- STATED PROBLEM -
Update the lines from the one holding "Drop one marker on each instance of the white sneaker" through the one holding "[[378, 351], [604, 346]]", inclusive, changing "marker" to "dot" everywhere and leaving all else as it stands. Return only those lines.

- MATERIAL SUPPLIED -
* * * *

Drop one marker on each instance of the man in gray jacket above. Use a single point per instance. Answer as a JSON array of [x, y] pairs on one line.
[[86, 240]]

* * * *

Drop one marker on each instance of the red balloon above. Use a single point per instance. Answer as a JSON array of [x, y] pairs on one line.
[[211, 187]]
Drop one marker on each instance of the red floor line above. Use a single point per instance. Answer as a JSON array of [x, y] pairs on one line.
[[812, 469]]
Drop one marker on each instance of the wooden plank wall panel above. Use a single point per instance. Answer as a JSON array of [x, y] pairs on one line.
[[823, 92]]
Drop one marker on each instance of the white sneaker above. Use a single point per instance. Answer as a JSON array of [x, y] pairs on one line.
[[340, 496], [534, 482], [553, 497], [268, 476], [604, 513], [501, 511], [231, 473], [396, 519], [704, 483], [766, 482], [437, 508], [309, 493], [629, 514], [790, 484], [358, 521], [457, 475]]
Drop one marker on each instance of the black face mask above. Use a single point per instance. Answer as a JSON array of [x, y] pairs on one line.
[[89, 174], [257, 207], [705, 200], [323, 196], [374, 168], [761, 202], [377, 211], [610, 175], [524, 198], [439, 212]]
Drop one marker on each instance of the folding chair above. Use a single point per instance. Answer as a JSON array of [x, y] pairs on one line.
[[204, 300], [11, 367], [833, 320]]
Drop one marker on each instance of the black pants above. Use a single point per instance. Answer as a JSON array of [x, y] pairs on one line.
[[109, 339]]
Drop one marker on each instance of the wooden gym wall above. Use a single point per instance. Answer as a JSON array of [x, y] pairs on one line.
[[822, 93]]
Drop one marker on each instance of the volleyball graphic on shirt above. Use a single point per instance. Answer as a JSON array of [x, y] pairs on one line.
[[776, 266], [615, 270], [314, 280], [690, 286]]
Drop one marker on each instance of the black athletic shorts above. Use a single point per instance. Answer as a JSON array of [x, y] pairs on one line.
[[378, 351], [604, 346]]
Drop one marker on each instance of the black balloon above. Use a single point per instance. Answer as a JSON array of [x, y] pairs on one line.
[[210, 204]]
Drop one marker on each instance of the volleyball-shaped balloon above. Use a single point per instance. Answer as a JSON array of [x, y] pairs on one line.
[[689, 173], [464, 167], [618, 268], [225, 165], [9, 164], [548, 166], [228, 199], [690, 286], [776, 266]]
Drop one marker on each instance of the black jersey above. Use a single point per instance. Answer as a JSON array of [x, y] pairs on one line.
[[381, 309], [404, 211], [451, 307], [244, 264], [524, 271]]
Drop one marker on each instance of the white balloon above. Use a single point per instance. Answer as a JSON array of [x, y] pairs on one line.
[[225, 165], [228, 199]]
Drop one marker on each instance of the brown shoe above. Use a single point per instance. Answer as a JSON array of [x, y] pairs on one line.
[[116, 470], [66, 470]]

* * * *

- EXERCISE ANSWER -
Drop one dot on each instance of the white sneaker above. Use a single point per instance. Answer as a JSON array of [x, y] pairs on one line.
[[340, 496], [534, 482], [553, 497], [268, 476], [604, 513], [501, 511], [231, 473], [396, 519], [704, 483], [766, 482], [437, 508], [309, 493], [629, 514], [790, 484], [358, 521], [457, 475]]
Drop one dot on each instance of the black face mask above. Use a single point per instance. Answer as a JSON array of [x, y] pairs on one line.
[[89, 174], [257, 207], [705, 200], [323, 196], [374, 168], [761, 202], [377, 211], [610, 175], [524, 198], [439, 212]]
Drop one dot on each instance of the folding chair above. Use a single point per instance. Answer as a JSON array of [x, y] pairs on one line.
[[204, 300], [11, 367], [833, 320]]
Drop one dot on each instance of the black pants above. Use a single point per instance. Answer as a JSON array of [x, y] pairs on one line.
[[109, 339]]
Drop one dot on each instance of the wooden gym wall above. Use a single point per instance. Answer as a JSON array of [x, y] pairs on one line.
[[822, 93]]
Drop one dot on each instance of the volleyball graphic on shirt above. Use a single point per instance. Answer as a JSON array of [x, y] pairs on one line.
[[776, 266], [615, 270], [314, 280], [690, 286]]
Drop one dot on each instance of the black athletic shorts above. Use a single point per instance. Answer as a JSON array of [x, y] pairs on one line.
[[378, 351], [604, 346]]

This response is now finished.